(RAW RECORDS):
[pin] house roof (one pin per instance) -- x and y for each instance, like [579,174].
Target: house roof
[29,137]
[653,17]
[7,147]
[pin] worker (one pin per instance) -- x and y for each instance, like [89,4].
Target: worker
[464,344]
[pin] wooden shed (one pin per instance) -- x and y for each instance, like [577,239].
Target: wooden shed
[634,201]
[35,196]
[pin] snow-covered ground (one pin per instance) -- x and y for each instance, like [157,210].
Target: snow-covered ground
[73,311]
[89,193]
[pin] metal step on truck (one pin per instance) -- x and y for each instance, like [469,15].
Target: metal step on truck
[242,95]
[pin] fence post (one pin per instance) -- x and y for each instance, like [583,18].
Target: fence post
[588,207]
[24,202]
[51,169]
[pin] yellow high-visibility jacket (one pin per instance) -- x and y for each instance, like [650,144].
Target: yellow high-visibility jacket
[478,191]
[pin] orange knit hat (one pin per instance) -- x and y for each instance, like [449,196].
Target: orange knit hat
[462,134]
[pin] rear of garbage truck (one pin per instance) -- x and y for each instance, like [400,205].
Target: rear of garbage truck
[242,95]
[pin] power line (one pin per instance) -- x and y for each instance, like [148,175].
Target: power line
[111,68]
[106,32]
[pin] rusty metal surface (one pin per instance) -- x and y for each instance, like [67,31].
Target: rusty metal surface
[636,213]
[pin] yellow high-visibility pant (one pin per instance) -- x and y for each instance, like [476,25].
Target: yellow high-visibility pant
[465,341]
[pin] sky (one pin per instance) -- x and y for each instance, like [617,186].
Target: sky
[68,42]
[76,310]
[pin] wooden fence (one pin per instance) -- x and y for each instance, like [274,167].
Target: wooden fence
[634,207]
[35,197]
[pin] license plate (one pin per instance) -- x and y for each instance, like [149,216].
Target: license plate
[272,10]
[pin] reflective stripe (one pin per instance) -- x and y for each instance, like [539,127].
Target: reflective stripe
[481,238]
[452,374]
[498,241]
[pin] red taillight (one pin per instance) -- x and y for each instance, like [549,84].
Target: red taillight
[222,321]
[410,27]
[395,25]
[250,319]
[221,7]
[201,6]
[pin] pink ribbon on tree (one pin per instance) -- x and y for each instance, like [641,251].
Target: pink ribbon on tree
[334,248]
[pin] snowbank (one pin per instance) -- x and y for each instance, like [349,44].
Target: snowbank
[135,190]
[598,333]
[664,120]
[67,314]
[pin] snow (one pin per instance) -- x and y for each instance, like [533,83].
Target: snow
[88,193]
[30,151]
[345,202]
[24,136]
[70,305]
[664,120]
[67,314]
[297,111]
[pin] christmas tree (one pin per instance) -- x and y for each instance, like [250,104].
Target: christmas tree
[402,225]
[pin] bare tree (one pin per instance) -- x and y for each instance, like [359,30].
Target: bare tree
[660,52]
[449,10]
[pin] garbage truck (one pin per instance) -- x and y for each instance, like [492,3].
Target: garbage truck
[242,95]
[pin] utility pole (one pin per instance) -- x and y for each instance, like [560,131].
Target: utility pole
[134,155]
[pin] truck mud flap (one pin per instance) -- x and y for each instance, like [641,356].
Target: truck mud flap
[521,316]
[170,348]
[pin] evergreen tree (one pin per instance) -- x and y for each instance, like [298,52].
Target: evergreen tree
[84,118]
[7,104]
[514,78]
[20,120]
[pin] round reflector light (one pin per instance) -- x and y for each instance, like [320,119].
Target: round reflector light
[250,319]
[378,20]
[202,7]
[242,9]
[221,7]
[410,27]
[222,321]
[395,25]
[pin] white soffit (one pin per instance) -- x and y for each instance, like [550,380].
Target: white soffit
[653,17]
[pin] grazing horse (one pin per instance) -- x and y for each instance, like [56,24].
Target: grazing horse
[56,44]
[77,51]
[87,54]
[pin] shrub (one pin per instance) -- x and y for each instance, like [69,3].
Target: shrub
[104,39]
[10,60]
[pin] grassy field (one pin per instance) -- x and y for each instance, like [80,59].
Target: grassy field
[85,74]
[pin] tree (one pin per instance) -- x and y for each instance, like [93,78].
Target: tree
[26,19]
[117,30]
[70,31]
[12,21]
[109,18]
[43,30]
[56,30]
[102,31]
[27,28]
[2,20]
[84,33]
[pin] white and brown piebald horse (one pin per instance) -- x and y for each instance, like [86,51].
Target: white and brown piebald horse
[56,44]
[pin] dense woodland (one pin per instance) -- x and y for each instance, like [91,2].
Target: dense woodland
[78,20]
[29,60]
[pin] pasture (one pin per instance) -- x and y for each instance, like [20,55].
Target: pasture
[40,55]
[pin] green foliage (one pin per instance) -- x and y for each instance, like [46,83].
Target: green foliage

(WHAT TO DO): Rewrite the lines above as a numbered list, leaving out any blank lines.

(WRITTEN REPLY):
1. [pin] house roof (one pin per instance) -- x and y for each instance, like [579,174].
2. Target: house roof
3. [29,137]
4. [653,17]
5. [7,147]
6. [pin] worker (one pin per instance) -- x and y for each instance, like [89,4].
7. Target: worker
8. [464,344]
9. [pin] wooden shed (one pin per instance) -- x and y for each instance, like [577,239].
10. Target: wooden shed
11. [634,201]
12. [35,196]
13. [pin] snow-covered ground (one pin per instance) -- x and y for each instance, like [157,210].
14. Target: snow-covered ground
15. [73,311]
16. [89,193]
17. [pin] metal step on truck (one pin per instance) -- x and y for each instance, like [469,15].
18. Target: metal step on truck
19. [242,95]
20. [pin] fence post (one pin per instance) -- x and y for each instance, like [583,18].
21. Target: fence post
22. [588,207]
23. [24,202]
24. [51,169]
25. [pin] yellow high-visibility jacket (one pin per instance) -- x and y for each instance, like [650,144].
26. Target: yellow high-visibility jacket
27. [478,191]
28. [pin] orange knit hat (one pin per instance) -- x and y for each instance, like [449,196].
29. Target: orange knit hat
30. [462,134]
31. [pin] rear of garbage truck (one pin per instance) -- x and y for each instance, like [400,205].
32. Target: rear of garbage truck
33. [242,95]
34. [pin] power line (one pin per instance) -- x and y for each instance, like [148,175].
35. Target: power line
36. [111,68]
37. [106,32]
38. [pin] rusty metal surface (one pin per instance) -- x and y for each instance, like [67,31].
39. Target: rusty metal surface
40. [636,213]
41. [pin] yellow high-visibility pant (one pin per instance) -- x and y for each instance, like [476,25].
42. Target: yellow high-visibility pant
43. [465,341]
44. [pin] sky (one pin per instance) -- x and y for each instance, like [617,186].
45. Target: sky
46. [68,42]
47. [76,310]
48. [pin] wooden fence (one pin per instance) -- x and y for each instance, like [274,167].
49. Target: wooden fence
50. [634,207]
51. [35,197]
52. [pin] license plate (one pin per instance) -- x and y for each instance, like [149,216].
53. Target: license plate
54. [272,10]
55. [pin] reflective stripe (one pin per instance) -- x and y for each instance, like [539,127].
56. Target: reflective stripe
57. [481,238]
58. [452,374]
59. [498,241]
60. [pin] red taillight (one pin per instance) -- x and y for each instance, like [549,84].
61. Target: red taillight
62. [222,321]
63. [410,27]
64. [395,25]
65. [250,319]
66. [221,7]
67. [201,6]
68. [pin] pink ribbon on tree (one pin per instance) -- x and y for each instance, like [641,251].
69. Target: pink ribbon on tree
70. [334,248]
71. [pin] snowbank (one pin per instance) -- x and y for each instance, like [349,44].
72. Target: snowbank
73. [135,190]
74. [598,333]
75. [664,120]
76. [67,314]
77. [pin] snow (one pin per instance) -- x and y for each instance, like [533,83].
78. Target: snow
79. [88,193]
80. [30,151]
81. [345,202]
82. [24,136]
83. [70,305]
84. [664,120]
85. [67,314]
86. [297,111]
87. [pin] christmas tree (one pin per instance) -- x and y for each instance, like [250,104].
88. Target: christmas tree
89. [402,225]
90. [pin] bare tree (one pin per instance) -- x and y for each instance, like [359,30].
91. Target: bare tree
92. [660,52]
93. [449,10]
94. [pin] garbage truck (one pin per instance) -- x and y for each instance, like [492,3].
95. Target: garbage truck
96. [242,95]
97. [pin] utility pole (one pin per instance) -- x and y for each instance, like [560,131].
98. Target: utility pole
99. [134,155]
100. [pin] truck mud flap (one pin per instance) -- x and y for each instance, like [641,356].
101. Target: truck mud flap
102. [521,316]
103. [170,348]
104. [pin] evergreen tree (one pin per instance) -- x and y for each instance, like [298,52].
105. Target: evergreen tree
106. [84,118]
107. [7,104]
108. [514,78]
109. [20,120]
110. [pin] round reflector light (one pin per instance) -- x and y for each instance, like [320,119].
111. Target: round reflector light
112. [250,319]
113. [378,20]
114. [202,7]
115. [242,9]
116. [221,7]
117. [410,27]
118. [222,321]
119. [395,25]
120. [pin] white soffit (one pin per instance) -- x and y for each instance, like [550,380].
121. Target: white soffit
122. [653,17]
123. [pin] grazing horse (one pin per instance) -- x and y for each instance, like [56,24].
124. Target: grazing horse
125. [56,44]
126. [77,51]
127. [87,54]
128. [pin] shrub (one pin per instance) -- x and y for each instance, like [69,3].
129. Target: shrub
130. [104,39]
131. [10,60]
132. [pin] grassy field (one pin per instance) -- x and y for each instance, like [80,59].
133. Target: grassy field
134. [85,74]
135. [pin] tree (one pin per instance) -- x and y for each instance, like [93,78].
136. Target: tree
137. [26,19]
138. [117,30]
139. [70,31]
140. [12,21]
141. [109,18]
142. [43,30]
143. [56,30]
144. [102,31]
145. [27,28]
146. [2,20]
147. [84,33]
148. [pin] white and brown piebald horse (one pin per instance) -- x and y for each instance, like [86,51].
149. Target: white and brown piebald horse
150. [56,44]
151. [pin] dense woodland (one pin per instance) -- x and y for each instance, like [91,2].
152. Target: dense woodland
153. [78,20]
154. [29,60]
155. [pin] pasture (one pin per instance) -- x and y for each instance, like [20,55].
156. Target: pasture
157. [40,55]
158. [pin] green foliage (one pin per instance) -- x and y for each instance, like [46,83].
159. Target: green foliage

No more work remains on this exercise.